**TASK GOAL**
Count the lines in the data below that contain the word "painted", matching upper and lower case exactly, and give only the number.

**DATA FOR THE TASK**
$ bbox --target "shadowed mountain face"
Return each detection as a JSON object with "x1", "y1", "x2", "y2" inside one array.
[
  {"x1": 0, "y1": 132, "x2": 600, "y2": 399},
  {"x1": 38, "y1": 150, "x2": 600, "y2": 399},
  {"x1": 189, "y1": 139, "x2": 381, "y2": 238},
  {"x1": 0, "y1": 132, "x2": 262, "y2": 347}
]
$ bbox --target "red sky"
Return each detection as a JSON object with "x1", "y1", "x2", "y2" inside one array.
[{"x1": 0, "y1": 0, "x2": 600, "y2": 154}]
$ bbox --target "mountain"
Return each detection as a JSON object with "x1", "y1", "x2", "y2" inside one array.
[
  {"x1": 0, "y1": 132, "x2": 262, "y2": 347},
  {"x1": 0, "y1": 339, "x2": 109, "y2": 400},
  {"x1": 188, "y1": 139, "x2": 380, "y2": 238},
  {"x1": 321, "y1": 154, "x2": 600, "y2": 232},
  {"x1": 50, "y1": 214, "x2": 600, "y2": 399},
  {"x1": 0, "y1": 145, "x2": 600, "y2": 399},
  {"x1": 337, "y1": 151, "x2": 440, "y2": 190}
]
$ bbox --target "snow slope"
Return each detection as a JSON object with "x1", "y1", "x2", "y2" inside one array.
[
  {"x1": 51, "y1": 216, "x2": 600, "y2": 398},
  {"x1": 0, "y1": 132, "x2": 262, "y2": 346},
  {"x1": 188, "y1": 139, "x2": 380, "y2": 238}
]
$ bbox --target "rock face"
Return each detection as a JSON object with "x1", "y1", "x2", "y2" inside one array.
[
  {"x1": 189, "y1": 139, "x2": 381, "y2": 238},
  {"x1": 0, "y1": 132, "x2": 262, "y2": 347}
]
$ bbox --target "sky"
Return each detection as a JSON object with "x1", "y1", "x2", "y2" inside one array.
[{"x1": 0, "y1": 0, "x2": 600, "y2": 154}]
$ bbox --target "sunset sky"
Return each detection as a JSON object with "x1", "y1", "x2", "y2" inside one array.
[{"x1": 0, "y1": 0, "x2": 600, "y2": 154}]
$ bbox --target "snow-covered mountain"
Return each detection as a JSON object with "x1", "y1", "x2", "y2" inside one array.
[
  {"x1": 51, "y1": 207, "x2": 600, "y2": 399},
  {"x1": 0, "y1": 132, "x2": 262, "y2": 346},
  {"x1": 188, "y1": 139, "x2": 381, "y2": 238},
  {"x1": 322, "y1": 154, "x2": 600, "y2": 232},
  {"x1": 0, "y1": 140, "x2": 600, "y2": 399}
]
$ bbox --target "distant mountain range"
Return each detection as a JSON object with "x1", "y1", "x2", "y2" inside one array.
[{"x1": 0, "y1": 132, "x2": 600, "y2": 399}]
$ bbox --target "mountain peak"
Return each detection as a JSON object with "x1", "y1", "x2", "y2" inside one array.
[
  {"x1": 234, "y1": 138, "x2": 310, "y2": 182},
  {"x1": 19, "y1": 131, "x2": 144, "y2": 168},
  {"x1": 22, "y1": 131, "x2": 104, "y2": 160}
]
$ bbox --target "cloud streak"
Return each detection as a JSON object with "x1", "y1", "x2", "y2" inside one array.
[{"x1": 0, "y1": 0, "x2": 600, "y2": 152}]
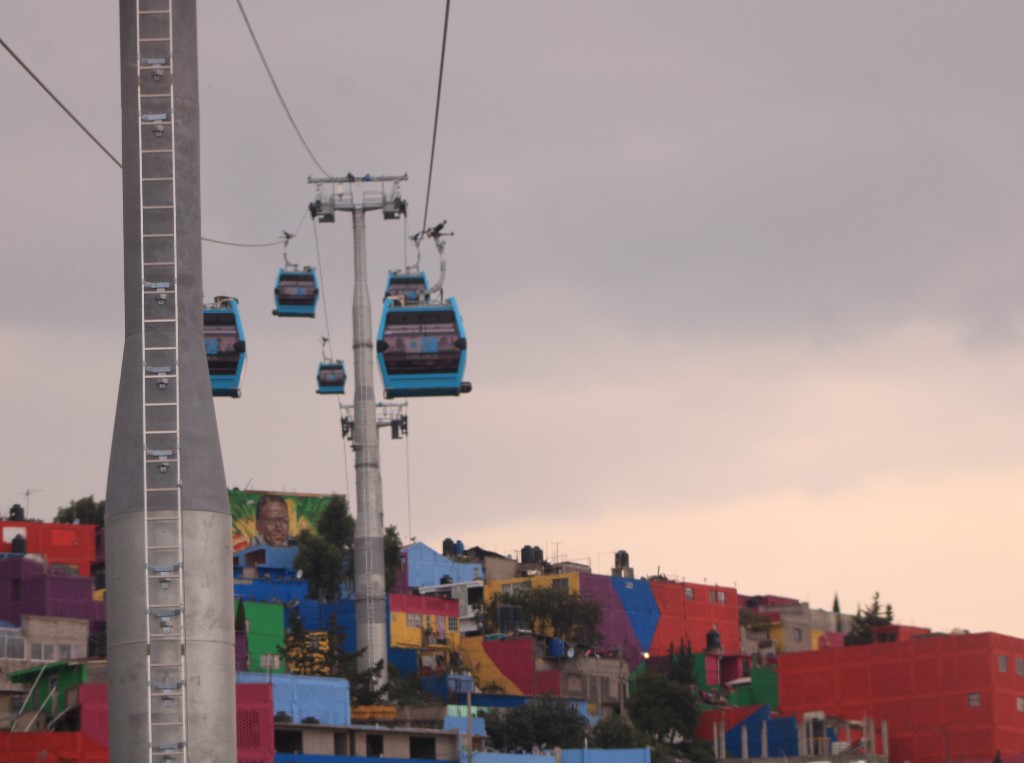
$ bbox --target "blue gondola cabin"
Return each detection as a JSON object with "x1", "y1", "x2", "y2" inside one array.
[
  {"x1": 203, "y1": 296, "x2": 246, "y2": 397},
  {"x1": 377, "y1": 298, "x2": 472, "y2": 398},
  {"x1": 273, "y1": 266, "x2": 319, "y2": 317},
  {"x1": 316, "y1": 359, "x2": 348, "y2": 394}
]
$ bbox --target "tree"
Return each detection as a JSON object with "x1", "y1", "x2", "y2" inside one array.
[
  {"x1": 626, "y1": 671, "x2": 700, "y2": 745},
  {"x1": 53, "y1": 496, "x2": 106, "y2": 527},
  {"x1": 481, "y1": 588, "x2": 604, "y2": 645},
  {"x1": 845, "y1": 592, "x2": 893, "y2": 647},
  {"x1": 316, "y1": 496, "x2": 355, "y2": 550},
  {"x1": 594, "y1": 714, "x2": 647, "y2": 749},
  {"x1": 483, "y1": 696, "x2": 587, "y2": 754},
  {"x1": 294, "y1": 530, "x2": 351, "y2": 602},
  {"x1": 666, "y1": 640, "x2": 696, "y2": 686},
  {"x1": 279, "y1": 610, "x2": 386, "y2": 706}
]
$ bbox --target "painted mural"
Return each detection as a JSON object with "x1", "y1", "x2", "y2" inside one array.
[{"x1": 227, "y1": 489, "x2": 331, "y2": 551}]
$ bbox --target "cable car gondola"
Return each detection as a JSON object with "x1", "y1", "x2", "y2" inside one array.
[
  {"x1": 377, "y1": 296, "x2": 472, "y2": 398},
  {"x1": 203, "y1": 296, "x2": 246, "y2": 397},
  {"x1": 384, "y1": 271, "x2": 430, "y2": 305},
  {"x1": 273, "y1": 266, "x2": 319, "y2": 316},
  {"x1": 316, "y1": 359, "x2": 348, "y2": 394}
]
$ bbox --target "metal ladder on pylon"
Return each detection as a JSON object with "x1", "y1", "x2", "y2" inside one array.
[{"x1": 135, "y1": 0, "x2": 188, "y2": 762}]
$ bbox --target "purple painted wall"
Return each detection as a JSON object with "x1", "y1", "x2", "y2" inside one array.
[
  {"x1": 580, "y1": 572, "x2": 643, "y2": 669},
  {"x1": 0, "y1": 557, "x2": 106, "y2": 633}
]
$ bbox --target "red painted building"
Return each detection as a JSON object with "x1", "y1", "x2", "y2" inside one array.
[
  {"x1": 778, "y1": 634, "x2": 1024, "y2": 762},
  {"x1": 649, "y1": 580, "x2": 739, "y2": 657},
  {"x1": 0, "y1": 521, "x2": 96, "y2": 578},
  {"x1": 77, "y1": 684, "x2": 274, "y2": 762}
]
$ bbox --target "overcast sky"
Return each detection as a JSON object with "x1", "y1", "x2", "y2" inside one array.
[{"x1": 0, "y1": 0, "x2": 1024, "y2": 636}]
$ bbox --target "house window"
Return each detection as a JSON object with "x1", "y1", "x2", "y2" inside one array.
[
  {"x1": 32, "y1": 642, "x2": 53, "y2": 661},
  {"x1": 367, "y1": 733, "x2": 384, "y2": 757}
]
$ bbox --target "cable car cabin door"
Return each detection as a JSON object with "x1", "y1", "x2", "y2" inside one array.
[{"x1": 377, "y1": 298, "x2": 470, "y2": 398}]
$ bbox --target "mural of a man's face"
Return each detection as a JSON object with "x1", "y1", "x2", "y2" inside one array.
[{"x1": 256, "y1": 501, "x2": 288, "y2": 546}]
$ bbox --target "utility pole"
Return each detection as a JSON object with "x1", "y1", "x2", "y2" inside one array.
[{"x1": 308, "y1": 173, "x2": 409, "y2": 686}]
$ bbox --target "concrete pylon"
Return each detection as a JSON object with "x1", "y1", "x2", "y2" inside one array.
[{"x1": 105, "y1": 0, "x2": 237, "y2": 762}]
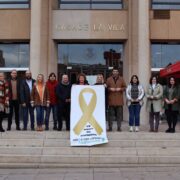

**OUTPUT OF THE TASK**
3